● ARTIGO
####################

17 b) Foi através da sua Patrona Nomeada, com quem reuniu pela primeira vez a 19 de Janeiro de 2015, que após a mesma identificar e consultar os presentes autos, verificou o estado do processo e lhe relatou o andamento do processo, o seu desfecho e razões do mesmo, a 23 de Janeiro de 2015.”.

— O Recorrido Município, notificado da resposta apresentada pelo Recorrente, veio dizer que impugna e não aceita o alegado pelo Recorrente, considera que aquando do requerimento de protecção jurídica formulado pelo ora Recorrente e cuja decisão data de 30-12-2014, este sabia e tinha perfeito conhecimento da existência do processo e que o mesmo tinha sido arquivado e/ou extinto em data muito anterior a 19-01-2015 e a 23-01-2015; considera ainda que a mãe do Recorrente, identificada naquele pedido de protecção jurídica como integrando o seu agregado familiar, bem sabia, por ter sido notificada, de que a instância tinha sido julgada extinta em Janeiro de 2013, tendo o dever de comunicar tal facto ao filho, o que terá sucedido pois este, o Recorrente, declarou naquele requerimento junto do ISS pretender a «reabertura do processo». Termina, referindo que o Recorrente não faz qualquer prova dos factos alegados, não aceitando que o mesmo apenas tenha tido conhecimento do processo na data alegada e conclui pela manifesta extemporaneidade do recurso.

A Recorrida APPC, notificada da resposta deduzida pelo autor ao Parecer do Ministério Público, veio dizer, na sua síntese, e com os fundamentos que se Têm presentes e se dão por reproduzidos, queEm suma, atendendo a que o recorrente tinha conhecimento da existência do processo e podia ter nele intervindo desde que perfez 18 anos de idade, em 2007, até à extinção da instância, em 2013, deve negar-se o presente recurso, por se revelar extemporâneo, não relevando a alegação do recorrente na parte em que afirma só ter tomado conhecimento do mesmo em 23 de Janeiro de 2015.”.

Pronunciou-se, por fim, o Ministério Público, fundamentadamente, em termos que se dão por reproduzidos, considerando tempestiva a arguição das nulidades em apreço e ainda pelo provimento do recurso, devendo anular-se o processado subsequente ao despacho judicial proferido em 06-06-2008, a fls. 236 do processo em suporte físico.
Manifestaram-se as partes EP, Município e APPC em sentido contrário ao constante do Parecer do Ministério Público, em termos que aqui se dão por reproduzidos.

As questões suscitadas(2) e a decidir(3), se a tal nada obstar, resumem-se em determinar (i) se a instância se extinguiu e, caso afirmativo, se não é renovável, (ii) se ocorre a extemporaneidade da arguição das nulidades e (iii) se se verificam as nulidades atípicas suscitadas pelo Recorrente.

####################

● INFORMAÇÃO FORNECIDA
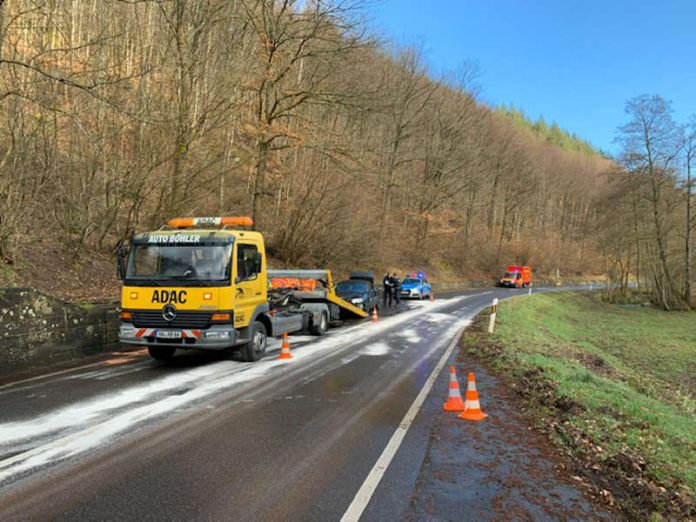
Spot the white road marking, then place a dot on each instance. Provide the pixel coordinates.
(369, 486)
(86, 425)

####################

● O SEU OBJETIVO
Responda às perguntas seguintes com base no artigo.
(a) Segundo o Recorrido Município, em que data foi proferida a decisão sobre o requerimento de protecção jurídica?
(b) Segundo a Recorrida APPC, em que ano o recorrente perfez 18 anos de idade?
(c) Segundo o Ministério Público, deve anular-se o processado subsequente ao despacho judicial proferido em que data?

● RESULTADO DA TAREFA
(a) 30-12-2014.
(b) Em 2007.
(c) 06-06-2008.